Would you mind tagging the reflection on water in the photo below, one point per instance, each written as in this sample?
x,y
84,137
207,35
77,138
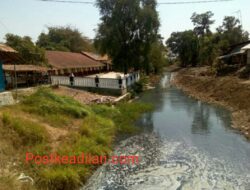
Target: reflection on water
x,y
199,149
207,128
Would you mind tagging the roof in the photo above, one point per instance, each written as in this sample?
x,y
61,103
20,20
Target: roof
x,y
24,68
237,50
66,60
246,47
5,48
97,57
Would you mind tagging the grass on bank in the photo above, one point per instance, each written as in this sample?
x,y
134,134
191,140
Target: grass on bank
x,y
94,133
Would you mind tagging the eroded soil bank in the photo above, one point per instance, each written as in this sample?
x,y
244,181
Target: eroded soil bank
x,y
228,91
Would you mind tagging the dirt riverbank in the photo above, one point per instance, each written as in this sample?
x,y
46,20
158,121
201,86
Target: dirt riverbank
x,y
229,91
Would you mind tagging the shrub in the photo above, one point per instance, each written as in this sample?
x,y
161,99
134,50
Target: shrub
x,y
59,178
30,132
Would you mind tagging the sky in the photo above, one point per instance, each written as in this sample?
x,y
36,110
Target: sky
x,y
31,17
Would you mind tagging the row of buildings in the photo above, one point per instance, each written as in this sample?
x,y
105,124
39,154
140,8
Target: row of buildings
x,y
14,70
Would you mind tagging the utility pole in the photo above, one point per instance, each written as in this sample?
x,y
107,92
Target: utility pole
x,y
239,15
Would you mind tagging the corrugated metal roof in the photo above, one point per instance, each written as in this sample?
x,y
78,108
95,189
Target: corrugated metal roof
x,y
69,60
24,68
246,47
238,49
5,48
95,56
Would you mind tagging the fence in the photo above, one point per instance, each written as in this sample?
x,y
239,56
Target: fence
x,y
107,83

> [STATED GOAL]
Format the records above as a Markdown table with two columns, "Row" and "Record text," putting one line per row and numbering the rows in order. Skip blank lines and omit the pictures.

> [EXERCISE OUTPUT]
| Row | Record text |
|---|---|
| 1 | Would you mind tagging the reflection on water in the photo below, one point per instance, each written as in this sample? |
| 2 | x,y |
| 3 | 84,137 |
| 4 | 207,35 |
| 5 | 77,138 |
| 6 | Target: reflection on water |
| 7 | x,y |
| 8 | 199,149 |
| 9 | 207,128 |
| 10 | Would you mind tagging the roof in the photo above, one point per instance, each written as in this sample? |
| 11 | x,y |
| 12 | 61,103 |
| 13 | 20,20 |
| 14 | Target: roof |
| 15 | x,y |
| 16 | 24,68 |
| 17 | 237,50 |
| 18 | 66,60 |
| 19 | 246,47 |
| 20 | 5,48 |
| 21 | 97,57 |
| 22 | Would you mind tagging the grass on bank in the photo above, one point per instance, each written as in this sample? |
| 23 | x,y |
| 24 | 134,134 |
| 25 | 191,140 |
| 26 | Target: grass on bank |
| 27 | x,y |
| 28 | 94,133 |
| 29 | Would you mind tagging the eroded soil bank in the photo above, one point per instance, each written as in this sample? |
| 30 | x,y |
| 31 | 244,181 |
| 32 | Target: eroded soil bank |
| 33 | x,y |
| 34 | 228,91 |
| 35 | Would you mind tagging the dirt riverbank in the photo above, one point per instance, each written as in this sample? |
| 36 | x,y |
| 37 | 46,20 |
| 38 | 158,121 |
| 39 | 201,86 |
| 40 | Target: dirt riverbank |
| 41 | x,y |
| 42 | 229,91 |
| 43 | Would you mind tagging the shrub in the photo above, one point per instance, each written as in this sample? |
| 44 | x,y |
| 45 | 161,99 |
| 46 | 134,50 |
| 47 | Target: shrub |
| 48 | x,y |
| 49 | 59,178 |
| 50 | 30,132 |
| 51 | Would you mind tagging the sky in the photo above, one point per instance, each written as in this sample? |
| 52 | x,y |
| 53 | 36,110 |
| 54 | Target: sky |
| 55 | x,y |
| 56 | 31,17 |
| 57 | Would you mind tagging the row of buildings in the photo above, one point per instance, each written as in this sample? |
| 58 | x,y |
| 59 | 105,124 |
| 60 | 39,154 |
| 61 | 140,8 |
| 62 | Target: row of buildings |
| 63 | x,y |
| 64 | 14,70 |
| 65 | Would you mind tagging the utility pole in the photo above, one point per instance, each written as in this sample? |
| 66 | x,y |
| 67 | 107,92 |
| 68 | Target: utility pole |
| 69 | x,y |
| 70 | 239,15 |
| 71 | Would you mind tagging the corrugated metal roof in the photo above, one point per instance, each written as in this sample? |
| 72 | x,y |
| 73 | 78,108 |
| 74 | 95,189 |
| 75 | Target: corrugated metal roof |
| 76 | x,y |
| 77 | 69,60 |
| 78 | 24,68 |
| 79 | 246,47 |
| 80 | 238,49 |
| 81 | 5,48 |
| 82 | 95,56 |
| 83 | Would you mind tagging the fence in the photo above, one point per instance, each written as in this sample? |
| 84 | x,y |
| 85 | 239,56 |
| 86 | Target: fence |
| 87 | x,y |
| 88 | 107,83 |